Reproduce the following lines of the listing verbatim: begin at the line that contains "blue machine, imagine" and stop after the line that contains "[(150, 129)]".

┄┄┄┄┄┄┄┄┄┄┄┄┄┄┄┄┄┄┄┄

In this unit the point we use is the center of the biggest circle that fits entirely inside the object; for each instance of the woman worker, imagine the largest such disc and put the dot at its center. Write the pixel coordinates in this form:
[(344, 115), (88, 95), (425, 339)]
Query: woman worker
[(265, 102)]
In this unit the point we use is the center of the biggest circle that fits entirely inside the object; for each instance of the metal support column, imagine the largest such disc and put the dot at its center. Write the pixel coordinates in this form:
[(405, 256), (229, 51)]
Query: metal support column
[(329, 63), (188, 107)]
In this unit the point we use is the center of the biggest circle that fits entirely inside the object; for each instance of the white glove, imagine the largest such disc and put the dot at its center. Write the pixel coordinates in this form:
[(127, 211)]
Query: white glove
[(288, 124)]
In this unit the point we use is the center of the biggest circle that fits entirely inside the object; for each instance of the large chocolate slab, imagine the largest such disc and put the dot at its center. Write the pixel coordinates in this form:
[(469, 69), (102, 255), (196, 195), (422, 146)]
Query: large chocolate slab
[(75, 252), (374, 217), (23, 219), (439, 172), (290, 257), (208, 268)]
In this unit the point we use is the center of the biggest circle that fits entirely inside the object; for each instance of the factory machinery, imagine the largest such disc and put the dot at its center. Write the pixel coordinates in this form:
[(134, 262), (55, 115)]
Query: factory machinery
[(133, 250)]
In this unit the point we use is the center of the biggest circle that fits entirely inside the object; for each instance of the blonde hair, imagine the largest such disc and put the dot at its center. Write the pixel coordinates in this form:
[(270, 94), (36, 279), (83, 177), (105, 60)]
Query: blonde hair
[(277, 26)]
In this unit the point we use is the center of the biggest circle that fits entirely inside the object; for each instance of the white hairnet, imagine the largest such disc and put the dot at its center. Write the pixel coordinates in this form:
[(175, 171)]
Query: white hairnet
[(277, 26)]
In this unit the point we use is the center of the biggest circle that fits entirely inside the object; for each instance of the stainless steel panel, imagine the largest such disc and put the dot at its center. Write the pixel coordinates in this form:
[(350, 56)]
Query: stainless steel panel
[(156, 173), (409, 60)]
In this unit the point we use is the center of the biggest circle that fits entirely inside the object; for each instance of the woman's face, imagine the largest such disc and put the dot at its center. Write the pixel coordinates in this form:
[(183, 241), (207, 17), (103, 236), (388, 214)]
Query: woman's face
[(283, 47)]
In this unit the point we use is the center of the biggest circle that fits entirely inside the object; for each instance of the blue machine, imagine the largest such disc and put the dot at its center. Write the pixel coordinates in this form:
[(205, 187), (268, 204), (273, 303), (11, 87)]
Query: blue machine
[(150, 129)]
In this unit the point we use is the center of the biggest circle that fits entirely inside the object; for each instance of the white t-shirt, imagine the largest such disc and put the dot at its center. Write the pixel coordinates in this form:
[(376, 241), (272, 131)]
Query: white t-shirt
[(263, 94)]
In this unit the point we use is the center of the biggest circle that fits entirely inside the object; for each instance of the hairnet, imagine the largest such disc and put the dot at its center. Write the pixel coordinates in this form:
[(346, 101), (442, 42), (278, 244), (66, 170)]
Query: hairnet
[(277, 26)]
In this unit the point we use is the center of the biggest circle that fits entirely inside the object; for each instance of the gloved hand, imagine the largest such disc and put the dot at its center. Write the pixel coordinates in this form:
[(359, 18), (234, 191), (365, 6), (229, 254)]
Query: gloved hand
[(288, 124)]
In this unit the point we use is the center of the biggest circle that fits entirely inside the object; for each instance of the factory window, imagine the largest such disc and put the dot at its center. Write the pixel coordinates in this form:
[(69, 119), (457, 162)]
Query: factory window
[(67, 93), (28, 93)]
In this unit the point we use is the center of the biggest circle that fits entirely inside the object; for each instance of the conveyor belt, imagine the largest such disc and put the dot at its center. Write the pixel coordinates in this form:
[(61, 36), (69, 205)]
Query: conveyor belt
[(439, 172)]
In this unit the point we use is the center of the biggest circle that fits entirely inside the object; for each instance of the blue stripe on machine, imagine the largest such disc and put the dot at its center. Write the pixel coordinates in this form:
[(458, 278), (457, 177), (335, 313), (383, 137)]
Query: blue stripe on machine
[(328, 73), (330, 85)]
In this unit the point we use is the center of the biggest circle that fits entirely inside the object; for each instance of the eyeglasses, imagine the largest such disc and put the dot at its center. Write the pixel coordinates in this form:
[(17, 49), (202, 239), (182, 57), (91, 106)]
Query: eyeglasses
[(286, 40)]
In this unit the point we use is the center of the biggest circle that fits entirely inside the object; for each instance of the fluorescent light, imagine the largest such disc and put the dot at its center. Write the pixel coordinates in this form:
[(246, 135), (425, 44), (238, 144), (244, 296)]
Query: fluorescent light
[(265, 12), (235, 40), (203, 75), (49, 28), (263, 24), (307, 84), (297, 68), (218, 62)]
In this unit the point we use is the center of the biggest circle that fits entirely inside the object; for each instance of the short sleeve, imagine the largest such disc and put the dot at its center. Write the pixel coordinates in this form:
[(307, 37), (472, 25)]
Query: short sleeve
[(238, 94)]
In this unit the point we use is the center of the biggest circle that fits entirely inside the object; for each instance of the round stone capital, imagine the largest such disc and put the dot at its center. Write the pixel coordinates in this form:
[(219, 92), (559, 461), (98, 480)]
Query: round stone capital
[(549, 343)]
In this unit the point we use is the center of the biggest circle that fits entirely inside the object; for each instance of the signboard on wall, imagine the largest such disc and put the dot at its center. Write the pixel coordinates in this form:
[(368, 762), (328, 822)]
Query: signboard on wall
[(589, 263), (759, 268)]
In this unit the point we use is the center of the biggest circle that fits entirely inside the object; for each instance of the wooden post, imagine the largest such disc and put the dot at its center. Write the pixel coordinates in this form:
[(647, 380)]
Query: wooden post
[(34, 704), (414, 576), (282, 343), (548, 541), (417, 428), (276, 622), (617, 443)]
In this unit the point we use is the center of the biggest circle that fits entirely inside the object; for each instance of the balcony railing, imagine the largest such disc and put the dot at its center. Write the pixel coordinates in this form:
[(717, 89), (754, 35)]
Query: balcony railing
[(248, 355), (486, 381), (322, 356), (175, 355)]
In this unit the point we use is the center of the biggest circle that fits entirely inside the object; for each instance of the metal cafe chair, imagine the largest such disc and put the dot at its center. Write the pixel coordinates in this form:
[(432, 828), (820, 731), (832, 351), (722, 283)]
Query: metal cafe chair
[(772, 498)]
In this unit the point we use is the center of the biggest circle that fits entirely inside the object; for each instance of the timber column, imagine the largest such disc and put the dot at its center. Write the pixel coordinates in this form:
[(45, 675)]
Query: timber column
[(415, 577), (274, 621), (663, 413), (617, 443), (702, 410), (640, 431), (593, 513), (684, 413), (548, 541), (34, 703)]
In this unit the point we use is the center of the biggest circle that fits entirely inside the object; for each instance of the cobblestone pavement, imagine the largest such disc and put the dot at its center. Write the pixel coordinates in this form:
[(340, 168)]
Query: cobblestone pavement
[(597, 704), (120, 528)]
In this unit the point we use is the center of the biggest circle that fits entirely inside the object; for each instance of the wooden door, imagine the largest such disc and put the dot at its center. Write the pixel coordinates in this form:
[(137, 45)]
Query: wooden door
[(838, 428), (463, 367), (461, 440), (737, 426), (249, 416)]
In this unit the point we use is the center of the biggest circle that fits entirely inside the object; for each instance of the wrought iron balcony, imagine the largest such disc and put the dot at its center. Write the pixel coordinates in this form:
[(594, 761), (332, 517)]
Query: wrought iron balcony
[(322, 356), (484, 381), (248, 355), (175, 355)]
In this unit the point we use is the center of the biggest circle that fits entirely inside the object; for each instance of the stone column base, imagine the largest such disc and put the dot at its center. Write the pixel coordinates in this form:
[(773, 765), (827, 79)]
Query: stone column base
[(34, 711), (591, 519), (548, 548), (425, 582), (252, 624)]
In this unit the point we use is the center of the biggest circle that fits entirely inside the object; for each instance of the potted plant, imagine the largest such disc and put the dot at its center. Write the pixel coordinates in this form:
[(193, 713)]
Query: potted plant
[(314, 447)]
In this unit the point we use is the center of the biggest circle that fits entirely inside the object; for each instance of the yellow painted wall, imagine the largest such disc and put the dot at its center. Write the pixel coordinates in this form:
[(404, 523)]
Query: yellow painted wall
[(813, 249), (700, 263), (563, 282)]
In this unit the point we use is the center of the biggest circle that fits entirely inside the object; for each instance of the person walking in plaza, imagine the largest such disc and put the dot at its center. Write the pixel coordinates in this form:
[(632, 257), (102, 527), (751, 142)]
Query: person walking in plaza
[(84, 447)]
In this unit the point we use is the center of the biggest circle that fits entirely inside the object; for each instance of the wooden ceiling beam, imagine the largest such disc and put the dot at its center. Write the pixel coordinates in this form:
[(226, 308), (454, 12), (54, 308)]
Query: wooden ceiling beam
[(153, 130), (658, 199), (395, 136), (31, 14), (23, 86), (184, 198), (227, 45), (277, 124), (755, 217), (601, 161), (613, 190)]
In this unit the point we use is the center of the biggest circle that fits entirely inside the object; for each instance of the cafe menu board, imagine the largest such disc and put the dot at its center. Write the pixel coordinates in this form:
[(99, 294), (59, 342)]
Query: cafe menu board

┄┄┄┄┄┄┄┄┄┄┄┄┄┄┄┄┄┄┄┄

Response >>
In this unit the point we use is the center of the biggest circle that fits entirely inside the object; for each instance of the blue machine, imagine the largest such disc and put the dot at its center. Write the pixel coordinates in this form:
[(205, 187), (268, 204), (273, 303), (11, 87)]
Query: blue machine
[(150, 129)]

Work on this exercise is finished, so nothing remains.